:: Sorunun tanımı ::
Aşağıdaki demokrasi üzerine yazıyı son cümlesinin ardından sürdürür müsünüz?

:: Verilen metin ::
┌──
Evrensel doğrular istikametinde
düşünürsek çıkacağız bu girdaptan. Oysa biz hala, nerede durduğumuza göre düşünüp,
yorumluyoruz.
Bu yazı,
Sayın Evgin’e de iletilmeli!.. Demokrasinin var edilmesini istiyorsak,
toplumdaki farklılıkları ve zayıf bırakılan halkalarını değil, zayıf bırakılma
sebeplerini sorgulamamız, kimseyi eğitimsiz olduğu için yargılamadan, eğitimsiz
bırakanları yargılamamız gerektiğini görmeliyiz, ki kendisi de aslında bunlara
dokunmuş…
Demokrasi için, “bize fazla geliyor” demiş ya!…
Hayır!..
Aslında temel sorun, fazla gelmesi değil, artık hiç uğramayacak şekilde
gönderilmek istenmesidir.
└──
:: Sağlanan malzeme ::
┌──
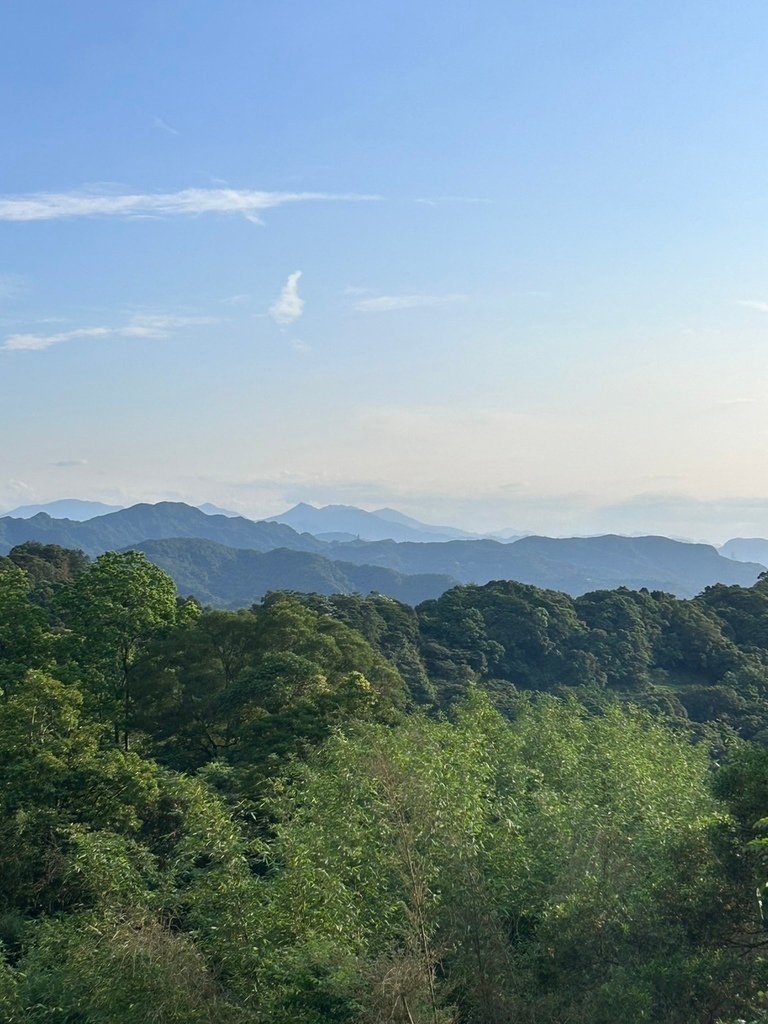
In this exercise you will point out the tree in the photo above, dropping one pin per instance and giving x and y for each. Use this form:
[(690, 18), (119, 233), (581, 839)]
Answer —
[(113, 609)]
└──
:: Alıştırmanın sonucu ::
Siyasetin aldığı yoz biçimi, kurumların
işlevlerini çarpıtarak yürütenleri, kişileri kurumlara üstün tutan
anlayışımızı, hukuku hiçe sayan uygulamaları durdurmayı konuşamıyoruz; 21.
yüzyılın olanakları ile, çobana (insana/insanca yaşama) ulaşamayışımızı değil
de, hala çobanın “oy”unu konuşuyoruz. İktidar ya da muhalefet fark etmiyor;
bulunduğumuz yer burası!..
Şimdi bu noktaya bakarak nereye gideceğimizin
istikametini belirleyeceğiz!…
Kısır çemberden ne zaman ve nasıl
çıkacağımızı soruyorum!…
Çobanı eleştirmek mi, çobana ulaşmak mı?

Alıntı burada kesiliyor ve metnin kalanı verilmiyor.